___ Цитируемый фрагмент ___

Трагическая акцентуация смерти предпринята Ф. Тютчевым, автором монументальных свидетельств смерти («Malari'a», 1830). Классический репертуар романтического танатоса Тютчев осложняет темами смертоносной любви поэта-небожителя и эротического суицида.

Подлинным культом смерти отмечена проза Н. Гоголя. Известно особое пристрастие Гоголя к изображению всяческой нежити. Логика абсурда в «Ревизоре» и поэтика загробья в «Мертвых душах» рождают фантасмагорию мира монстров, князей тлена, зооморфных чудовищ. Живое и мертвое меняются местами. Однако гоголевский театр теней не стал эпосом Смерти. Зло захлебнулось собственным избытком: в поэмах нашли свое место и пиршественные образы, и историософия надежды, и то, что М. Бахтин назвал «катарсисом пошлости».

На Гоголе русская культура почти исчерпала позитивные попытки понять смерть в пределах эмпирии.

Эмпирическая смертность живого не загадочна, ибо в ней, внутри фиксированной опытом общей судьбы, еще нет полноты практики Провидения, загадочного по определению. Трансцендентная загадка смерти оформляется, когда ее начинают понимать как иное жизни. О каких поступках может идти речь применительно к «той» жизни? Но речь идет: в смертную судьбу вносится фабульный (событийно протяженный) момент-вектор посмертного пребывания в его трансцендентных качествах. Смерть как конечное перестала удовлетворять мысль и сделалась бесконечной, обнаружила типы и структуры, стала жизненной проблемой. Теперь вопрос о смерти — это вопрос о смысле смерти, а мертвого смысла не бывает. Бесконечная смерть — амбивалентный перевертыш бесконечной жизни.

В творчестве Ф. Достоевского голос тоскующей смертной твари обрел напряженность вопля. Взыскание бессмертия стало главным делом жизни и центральным вопросом космодицеи. Если нет бессмертия, то весь мир — насмешка над человеком («Исповедь» Ипполита в «Идиоте», 1868). Смерть перечеркивает смысл бытия,— и герой «Братьев Карамазовых» готов «вернуть билет» Творцу. Шатов в «Бесах» (1871—1872) затевает люциферианский онтологический бунт против Бога, изгнавшего первых прекрасных детей человечества в трудный и смертный мир. Реплика ветхозаветного Змия Эдемского: «Вы будете как боги» (Быт. 3, 5) обретает смысл: «Кто смеет убить себя, тот бог» . Дневниковая запись, сделанная Достоевским в дни смерти первой жены («Маша лежит на столе. Увижусь ли с Машей?»), формулирует тезисы антроподицеи в аспекте христологии и программу грядущего всеединства, в котором сохранены приоритеты личности («Мы будем—лица»). В картине мира Достоевского и в представленной им дуальной топологии внутреннего человека Эрос и Танатос даны во взаимно сопряженных объемах. Это мировые оси бытия. Внутри истории смерть непобедима, а попытки прижизненно остаться при Христовом идеале смертоносны для ближнего. Так «князь Христос» — Мышкин становится героем трагической вины и источником гибели для других. Его сознание угаснет для мира раньше, чем тело, и он не узнает смерти.

___ Раздел данных ___

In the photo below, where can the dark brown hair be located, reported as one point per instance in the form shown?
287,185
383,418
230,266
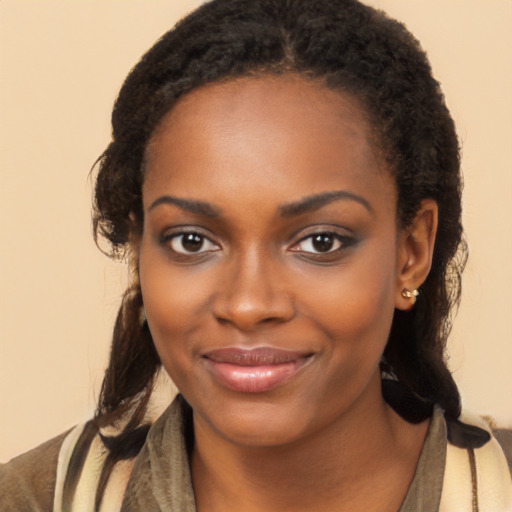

___

[Задание] Перепишите фрагмент о смерти в русской литературе целиком, начиная со слов «На Гоголе русская» и вплоть до слов «перевертыш бесконечной жизни.», поменяв при этом «Провидения» на «Промысла». Приведённый материал существует отдельно и к фрагменту не относится.

[Результат]
На Гоголе русская культура почти исчерпала позитивные попытки понять смерть в пределах эмпирии.

Эмпирическая смертность живого не загадочна, ибо в ней, внутри фиксированной опытом общей судьбы, еще нет полноты практики Промысла, загадочного по определению. Трансцендентная загадка смерти оформляется, когда ее начинают понимать как иное жизни. О каких поступках может идти речь применительно к «той» жизни? Но речь идет: в смертную судьбу вносится фабульный (событийно протяженный) момент-вектор посмертного пребывания в его трансцендентных качествах. Смерть как конечное перестала удовлетворять мысль и сделалась бесконечной, обнаружила типы и структуры, стала жизненной проблемой. Теперь вопрос о смерти — это вопрос о смысле смерти, а мертвого смысла не бывает. Бесконечная смерть — амбивалентный перевертыш бесконечной жизни.